- _GIVEN TEXT_:
>> Begin

# Please help with Midi keyboard



## Jord

My focusrite Saffire Pro 14 arrived earlier and i haven't had any luck connecting it up to my Mac/Logic Pro 9 and my Electric Piano (which has Midi)

the equipment im using is 
Yamaha Clavinova 170
iMac
Focusrite Saffire Pro 14
Superlux HD 681B open back headphones

I've connected the audio interface to the mac via firewire, headphones connected into audio interface, midi 5-pin cable from audio interface to midi keyboard, but i can't figure out how to get the piano playing into Logic, also which way round does the midi cable go if i want to play into the keyboard and record into logic?

Please help im dying too record


----------



## Crudblud

I don't have Logic, but it should have something in the preferences menu that will allow you to select a MIDI controller, if your keyboard/interface isn't in the drop down menu, then you'll need to reboot. Firewire doesn't work the same as USB, and any hardware using it needs to be connected and switched on when you start up your computer.

>> End

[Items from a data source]
>> Begin

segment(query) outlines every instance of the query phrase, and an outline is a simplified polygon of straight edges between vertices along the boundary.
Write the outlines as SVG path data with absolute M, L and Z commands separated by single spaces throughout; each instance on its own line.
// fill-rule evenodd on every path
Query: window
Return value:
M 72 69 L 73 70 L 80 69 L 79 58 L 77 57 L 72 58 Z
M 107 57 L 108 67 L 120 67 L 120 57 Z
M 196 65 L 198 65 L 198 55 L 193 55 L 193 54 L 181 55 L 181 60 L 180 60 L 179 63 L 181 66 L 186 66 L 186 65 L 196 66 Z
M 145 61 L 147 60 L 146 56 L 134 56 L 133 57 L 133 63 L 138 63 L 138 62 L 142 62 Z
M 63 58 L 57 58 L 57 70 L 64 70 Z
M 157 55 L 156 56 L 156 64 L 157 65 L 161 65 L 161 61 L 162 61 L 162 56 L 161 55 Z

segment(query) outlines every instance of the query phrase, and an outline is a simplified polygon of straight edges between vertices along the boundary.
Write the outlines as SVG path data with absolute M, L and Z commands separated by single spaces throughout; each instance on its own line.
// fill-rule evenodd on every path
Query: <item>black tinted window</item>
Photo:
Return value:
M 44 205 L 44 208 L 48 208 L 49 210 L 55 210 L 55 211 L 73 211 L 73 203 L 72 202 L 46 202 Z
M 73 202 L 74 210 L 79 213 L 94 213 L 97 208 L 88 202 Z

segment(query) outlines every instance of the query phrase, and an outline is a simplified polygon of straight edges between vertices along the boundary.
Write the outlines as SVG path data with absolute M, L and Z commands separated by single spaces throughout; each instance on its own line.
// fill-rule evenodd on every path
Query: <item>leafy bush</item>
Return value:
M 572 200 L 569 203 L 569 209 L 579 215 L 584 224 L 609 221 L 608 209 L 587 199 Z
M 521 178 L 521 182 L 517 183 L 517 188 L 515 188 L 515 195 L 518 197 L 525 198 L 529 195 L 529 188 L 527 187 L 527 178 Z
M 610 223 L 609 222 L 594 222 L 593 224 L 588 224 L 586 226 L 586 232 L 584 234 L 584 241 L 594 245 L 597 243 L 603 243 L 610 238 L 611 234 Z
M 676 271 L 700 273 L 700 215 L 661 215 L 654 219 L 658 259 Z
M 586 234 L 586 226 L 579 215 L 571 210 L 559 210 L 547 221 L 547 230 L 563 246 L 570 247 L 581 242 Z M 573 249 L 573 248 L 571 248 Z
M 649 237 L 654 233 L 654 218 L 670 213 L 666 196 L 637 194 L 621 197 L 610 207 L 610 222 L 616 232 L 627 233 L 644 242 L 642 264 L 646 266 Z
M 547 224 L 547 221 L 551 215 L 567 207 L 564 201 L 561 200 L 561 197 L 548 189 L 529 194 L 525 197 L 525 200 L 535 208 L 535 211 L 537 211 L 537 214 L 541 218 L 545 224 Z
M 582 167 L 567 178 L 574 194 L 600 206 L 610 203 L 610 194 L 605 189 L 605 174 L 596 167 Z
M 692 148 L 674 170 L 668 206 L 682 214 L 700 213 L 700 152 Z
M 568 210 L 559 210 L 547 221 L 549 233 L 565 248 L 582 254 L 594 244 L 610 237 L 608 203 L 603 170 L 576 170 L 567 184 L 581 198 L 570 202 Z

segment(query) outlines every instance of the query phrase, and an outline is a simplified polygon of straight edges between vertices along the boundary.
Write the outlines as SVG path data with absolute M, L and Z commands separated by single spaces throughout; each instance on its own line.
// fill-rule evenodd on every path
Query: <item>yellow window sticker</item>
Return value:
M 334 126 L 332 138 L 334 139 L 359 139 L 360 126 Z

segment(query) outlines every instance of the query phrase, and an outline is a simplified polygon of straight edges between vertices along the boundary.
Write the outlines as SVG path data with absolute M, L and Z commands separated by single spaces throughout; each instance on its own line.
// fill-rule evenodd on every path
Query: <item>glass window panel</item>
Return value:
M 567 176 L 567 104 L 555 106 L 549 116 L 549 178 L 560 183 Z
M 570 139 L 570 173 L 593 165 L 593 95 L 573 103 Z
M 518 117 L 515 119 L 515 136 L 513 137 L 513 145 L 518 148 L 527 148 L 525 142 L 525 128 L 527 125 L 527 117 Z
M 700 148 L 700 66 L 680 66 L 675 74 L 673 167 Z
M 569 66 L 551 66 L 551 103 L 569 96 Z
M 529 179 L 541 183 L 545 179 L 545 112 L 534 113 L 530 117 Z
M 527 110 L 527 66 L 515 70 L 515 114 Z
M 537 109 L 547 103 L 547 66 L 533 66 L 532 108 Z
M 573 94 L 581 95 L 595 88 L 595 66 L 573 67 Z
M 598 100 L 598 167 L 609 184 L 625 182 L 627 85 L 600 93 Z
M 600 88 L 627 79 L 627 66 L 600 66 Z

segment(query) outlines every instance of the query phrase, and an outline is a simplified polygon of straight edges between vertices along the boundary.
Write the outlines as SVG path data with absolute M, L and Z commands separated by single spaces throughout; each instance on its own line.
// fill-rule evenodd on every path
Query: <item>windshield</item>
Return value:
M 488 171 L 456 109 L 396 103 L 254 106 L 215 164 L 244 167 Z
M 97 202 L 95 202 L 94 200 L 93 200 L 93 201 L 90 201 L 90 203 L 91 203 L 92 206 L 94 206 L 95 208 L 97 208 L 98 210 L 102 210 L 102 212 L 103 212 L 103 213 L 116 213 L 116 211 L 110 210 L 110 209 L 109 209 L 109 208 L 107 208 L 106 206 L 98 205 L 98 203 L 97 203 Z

>> End

- _TASK INSTRUCTIONS_:
1: Name each piece of equipment in the setup listed by the first poster in the forum thread about the MIDI keyboard.
2: Render the rows as a JSON list of strings, one string per line and blank lines omitted. Cover everything from the start of the rows through the line that contains "M 157 55 L 156", both ends included.

- _ANSWERS FOR THE EXERCISE_:
1:
Yamaha Clavinova 170
iMac
Focusrite Saffire Pro 14
Superlux HD 681B open back headphones

2:
[
  "segment(query) outlines every instance of the query phrase, and an outline is a simplified polygon of straight edges between vertices along the boundary.",
  "Write the outlines as SVG path data with absolute M, L and Z commands separated by single spaces throughout; each instance on its own line.",
  "// fill-rule evenodd on every path",
  "Query: window",
  "Return value:",
  "M 72 69 L 73 70 L 80 69 L 79 58 L 77 57 L 72 58 Z",
  "M 107 57 L 108 67 L 120 67 L 120 57 Z",
  "M 196 65 L 198 65 L 198 55 L 193 55 L 193 54 L 181 55 L 181 60 L 180 60 L 179 63 L 181 66 L 186 66 L 186 65 L 196 66 Z",
  "M 145 61 L 147 60 L 146 56 L 134 56 L 133 57 L 133 63 L 138 63 L 138 62 L 142 62 Z",
  "M 63 58 L 57 58 L 57 70 L 64 70 Z",
  "M 157 55 L 156 56 L 156 64 L 157 65 L 161 65 L 161 61 L 162 61 L 162 56 L 161 55 Z"
]